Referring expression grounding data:

▬▬▬▬▬▬▬▬▬▬

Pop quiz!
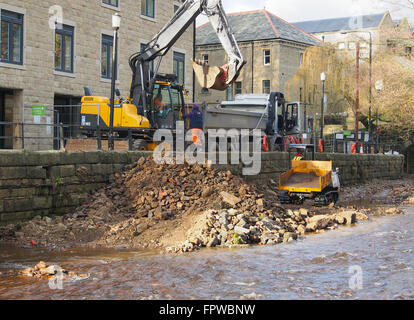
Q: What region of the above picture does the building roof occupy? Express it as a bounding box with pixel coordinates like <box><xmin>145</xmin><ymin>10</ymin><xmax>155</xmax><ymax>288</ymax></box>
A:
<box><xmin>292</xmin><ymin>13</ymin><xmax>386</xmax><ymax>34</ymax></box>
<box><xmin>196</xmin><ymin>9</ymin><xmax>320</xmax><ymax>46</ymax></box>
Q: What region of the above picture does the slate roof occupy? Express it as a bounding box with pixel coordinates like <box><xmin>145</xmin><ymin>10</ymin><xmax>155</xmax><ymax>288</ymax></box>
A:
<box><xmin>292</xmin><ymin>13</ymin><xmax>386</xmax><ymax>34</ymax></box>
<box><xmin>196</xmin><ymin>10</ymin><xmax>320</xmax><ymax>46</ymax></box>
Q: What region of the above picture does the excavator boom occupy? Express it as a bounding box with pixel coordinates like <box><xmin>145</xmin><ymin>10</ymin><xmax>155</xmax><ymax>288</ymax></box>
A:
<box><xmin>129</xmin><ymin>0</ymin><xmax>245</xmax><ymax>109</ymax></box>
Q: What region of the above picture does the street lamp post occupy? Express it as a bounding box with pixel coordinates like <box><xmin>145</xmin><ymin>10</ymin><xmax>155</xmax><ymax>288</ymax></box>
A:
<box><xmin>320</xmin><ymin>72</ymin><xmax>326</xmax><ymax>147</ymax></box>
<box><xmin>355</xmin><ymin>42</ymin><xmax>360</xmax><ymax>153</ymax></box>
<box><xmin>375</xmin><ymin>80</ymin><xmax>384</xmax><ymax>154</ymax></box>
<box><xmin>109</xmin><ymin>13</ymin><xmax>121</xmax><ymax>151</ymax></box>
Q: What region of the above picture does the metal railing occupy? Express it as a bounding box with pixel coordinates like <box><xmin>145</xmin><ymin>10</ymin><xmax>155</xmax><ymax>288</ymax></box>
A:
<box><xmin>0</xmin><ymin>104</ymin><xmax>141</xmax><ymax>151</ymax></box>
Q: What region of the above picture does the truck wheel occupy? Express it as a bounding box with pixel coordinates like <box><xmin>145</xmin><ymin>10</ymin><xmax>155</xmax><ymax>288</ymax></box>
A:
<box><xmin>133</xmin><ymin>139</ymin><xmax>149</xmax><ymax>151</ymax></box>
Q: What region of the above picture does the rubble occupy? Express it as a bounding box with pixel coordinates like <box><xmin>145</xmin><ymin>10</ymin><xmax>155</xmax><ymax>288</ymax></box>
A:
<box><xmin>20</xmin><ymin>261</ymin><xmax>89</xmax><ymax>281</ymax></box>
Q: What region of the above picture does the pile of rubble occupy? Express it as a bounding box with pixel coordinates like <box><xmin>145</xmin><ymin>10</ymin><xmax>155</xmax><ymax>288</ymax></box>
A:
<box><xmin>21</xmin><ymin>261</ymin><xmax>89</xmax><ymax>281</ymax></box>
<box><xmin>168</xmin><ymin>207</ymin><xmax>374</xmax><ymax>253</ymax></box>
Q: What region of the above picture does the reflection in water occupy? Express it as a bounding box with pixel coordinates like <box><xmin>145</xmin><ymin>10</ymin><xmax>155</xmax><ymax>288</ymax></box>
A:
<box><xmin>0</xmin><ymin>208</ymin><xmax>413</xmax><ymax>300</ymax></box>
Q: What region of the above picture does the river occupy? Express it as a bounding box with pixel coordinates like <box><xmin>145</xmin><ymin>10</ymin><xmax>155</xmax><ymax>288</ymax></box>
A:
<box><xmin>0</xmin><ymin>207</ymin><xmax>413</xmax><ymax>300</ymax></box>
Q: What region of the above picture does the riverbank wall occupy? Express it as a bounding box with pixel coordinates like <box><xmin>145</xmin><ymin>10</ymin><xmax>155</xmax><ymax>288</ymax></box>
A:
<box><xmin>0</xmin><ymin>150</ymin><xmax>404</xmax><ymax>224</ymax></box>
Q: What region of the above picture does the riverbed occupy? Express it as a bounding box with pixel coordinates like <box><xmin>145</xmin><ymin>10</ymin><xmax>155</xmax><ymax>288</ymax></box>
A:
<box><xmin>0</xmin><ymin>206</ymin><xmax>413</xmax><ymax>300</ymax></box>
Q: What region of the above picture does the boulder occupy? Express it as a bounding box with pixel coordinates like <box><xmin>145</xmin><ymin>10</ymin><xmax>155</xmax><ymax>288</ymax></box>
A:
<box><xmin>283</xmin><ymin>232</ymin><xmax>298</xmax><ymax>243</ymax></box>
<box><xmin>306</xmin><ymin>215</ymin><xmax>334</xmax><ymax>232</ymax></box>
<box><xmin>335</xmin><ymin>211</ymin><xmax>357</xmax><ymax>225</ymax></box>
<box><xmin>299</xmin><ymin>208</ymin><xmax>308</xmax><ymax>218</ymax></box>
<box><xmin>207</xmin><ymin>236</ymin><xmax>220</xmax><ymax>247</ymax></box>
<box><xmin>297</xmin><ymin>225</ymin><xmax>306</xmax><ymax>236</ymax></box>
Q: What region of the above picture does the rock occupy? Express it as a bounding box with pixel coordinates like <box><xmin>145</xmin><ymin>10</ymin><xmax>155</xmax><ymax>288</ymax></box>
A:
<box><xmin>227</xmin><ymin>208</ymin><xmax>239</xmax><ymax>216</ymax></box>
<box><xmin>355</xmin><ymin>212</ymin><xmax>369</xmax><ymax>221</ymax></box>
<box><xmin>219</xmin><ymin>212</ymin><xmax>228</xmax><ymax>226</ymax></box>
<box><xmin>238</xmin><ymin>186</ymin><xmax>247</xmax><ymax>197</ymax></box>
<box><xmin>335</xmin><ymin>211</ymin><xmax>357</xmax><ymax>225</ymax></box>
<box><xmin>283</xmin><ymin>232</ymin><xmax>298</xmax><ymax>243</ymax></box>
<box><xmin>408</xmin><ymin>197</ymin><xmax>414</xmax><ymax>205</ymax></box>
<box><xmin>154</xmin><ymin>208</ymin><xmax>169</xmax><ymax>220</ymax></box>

▬▬▬▬▬▬▬▬▬▬

What is being asked:
Return each entry exactly as it appears above, but exclude the pictures.

Task answer:
Pop quiz!
Q: What region of the above picture does the building roof occupy? Express it as a bounding box with pixel coordinates like <box><xmin>145</xmin><ymin>10</ymin><xmax>155</xmax><ymax>288</ymax></box>
A:
<box><xmin>292</xmin><ymin>13</ymin><xmax>386</xmax><ymax>34</ymax></box>
<box><xmin>196</xmin><ymin>9</ymin><xmax>320</xmax><ymax>46</ymax></box>
Q: What region of the above picture does the slate roof occupy? Express it as a bounding box with pixel coordinates like <box><xmin>145</xmin><ymin>10</ymin><xmax>155</xmax><ymax>288</ymax></box>
A:
<box><xmin>292</xmin><ymin>13</ymin><xmax>386</xmax><ymax>34</ymax></box>
<box><xmin>196</xmin><ymin>10</ymin><xmax>320</xmax><ymax>46</ymax></box>
Q: What region of the above picture does the excavator boom occupy? Express it as a bounding box with pixel coordinates like <box><xmin>145</xmin><ymin>10</ymin><xmax>155</xmax><ymax>288</ymax></box>
A:
<box><xmin>129</xmin><ymin>0</ymin><xmax>245</xmax><ymax>109</ymax></box>
Q: What region of the above picture does the street lamp post occupy? Express it as a bounding box with pixel coordinates like <box><xmin>145</xmin><ymin>10</ymin><xmax>155</xmax><ymax>288</ymax></box>
A:
<box><xmin>320</xmin><ymin>72</ymin><xmax>326</xmax><ymax>147</ymax></box>
<box><xmin>355</xmin><ymin>42</ymin><xmax>360</xmax><ymax>153</ymax></box>
<box><xmin>375</xmin><ymin>80</ymin><xmax>384</xmax><ymax>154</ymax></box>
<box><xmin>109</xmin><ymin>13</ymin><xmax>121</xmax><ymax>151</ymax></box>
Q: What region of the above picture does the metal railing occupy? Express it as a bounding box with pixel coordinates like <box><xmin>145</xmin><ymin>10</ymin><xmax>155</xmax><ymax>288</ymax></box>
A:
<box><xmin>0</xmin><ymin>104</ymin><xmax>141</xmax><ymax>151</ymax></box>
Q: What region of the above picture does the truck wheel occupy? Express it as a bounding box with pixel coordinates like <box><xmin>145</xmin><ymin>10</ymin><xmax>155</xmax><ymax>288</ymax></box>
A:
<box><xmin>133</xmin><ymin>139</ymin><xmax>149</xmax><ymax>151</ymax></box>
Q: What region of the above picture does the rubble occupy? Express it as a bounding box with pixel coordinates like <box><xmin>145</xmin><ymin>10</ymin><xmax>155</xmax><ymax>288</ymax></box>
A:
<box><xmin>20</xmin><ymin>261</ymin><xmax>89</xmax><ymax>281</ymax></box>
Q: What region of the above picture does the pile of rubble occupy? Express it as a bounding box with pixel coordinates like <box><xmin>145</xmin><ymin>10</ymin><xmax>155</xmax><ymax>288</ymax></box>
A:
<box><xmin>21</xmin><ymin>261</ymin><xmax>89</xmax><ymax>281</ymax></box>
<box><xmin>168</xmin><ymin>207</ymin><xmax>374</xmax><ymax>253</ymax></box>
Q: What region of the above picture does the reflection in water occupy? Express it as a bounding box with pixel coordinates like <box><xmin>145</xmin><ymin>10</ymin><xmax>155</xmax><ymax>288</ymax></box>
A:
<box><xmin>0</xmin><ymin>208</ymin><xmax>413</xmax><ymax>300</ymax></box>
Q: What region of the above picture does the river occupy? Express it as a bounding box with pixel coordinates like <box><xmin>145</xmin><ymin>10</ymin><xmax>155</xmax><ymax>288</ymax></box>
A:
<box><xmin>0</xmin><ymin>207</ymin><xmax>413</xmax><ymax>300</ymax></box>
Q: What region of the above picture does the riverbank wall occupy? Express it as a bounding box with pixel coordinates like <box><xmin>145</xmin><ymin>10</ymin><xmax>155</xmax><ymax>288</ymax></box>
A:
<box><xmin>0</xmin><ymin>150</ymin><xmax>404</xmax><ymax>224</ymax></box>
Q: What region of the above picture does the riverbed occupy? Express it as a bounding box with pixel coordinates like <box><xmin>145</xmin><ymin>10</ymin><xmax>155</xmax><ymax>288</ymax></box>
A:
<box><xmin>0</xmin><ymin>206</ymin><xmax>413</xmax><ymax>300</ymax></box>
Q: What region of the above picture does the boulder occupy? Express it as a bounding box with pixel coordinates like <box><xmin>145</xmin><ymin>10</ymin><xmax>155</xmax><ymax>288</ymax></box>
A:
<box><xmin>283</xmin><ymin>232</ymin><xmax>298</xmax><ymax>243</ymax></box>
<box><xmin>306</xmin><ymin>215</ymin><xmax>334</xmax><ymax>232</ymax></box>
<box><xmin>335</xmin><ymin>211</ymin><xmax>357</xmax><ymax>225</ymax></box>
<box><xmin>299</xmin><ymin>208</ymin><xmax>308</xmax><ymax>218</ymax></box>
<box><xmin>207</xmin><ymin>236</ymin><xmax>220</xmax><ymax>247</ymax></box>
<box><xmin>297</xmin><ymin>225</ymin><xmax>306</xmax><ymax>236</ymax></box>
Q: What region of the above picture does the rock occupy? Express it as a bounding box with pixel coordinates like <box><xmin>145</xmin><ymin>10</ymin><xmax>155</xmax><ymax>288</ymax></box>
A:
<box><xmin>227</xmin><ymin>208</ymin><xmax>239</xmax><ymax>216</ymax></box>
<box><xmin>355</xmin><ymin>212</ymin><xmax>369</xmax><ymax>221</ymax></box>
<box><xmin>219</xmin><ymin>212</ymin><xmax>228</xmax><ymax>226</ymax></box>
<box><xmin>238</xmin><ymin>186</ymin><xmax>247</xmax><ymax>197</ymax></box>
<box><xmin>335</xmin><ymin>211</ymin><xmax>357</xmax><ymax>225</ymax></box>
<box><xmin>283</xmin><ymin>232</ymin><xmax>298</xmax><ymax>243</ymax></box>
<box><xmin>408</xmin><ymin>197</ymin><xmax>414</xmax><ymax>205</ymax></box>
<box><xmin>154</xmin><ymin>208</ymin><xmax>169</xmax><ymax>220</ymax></box>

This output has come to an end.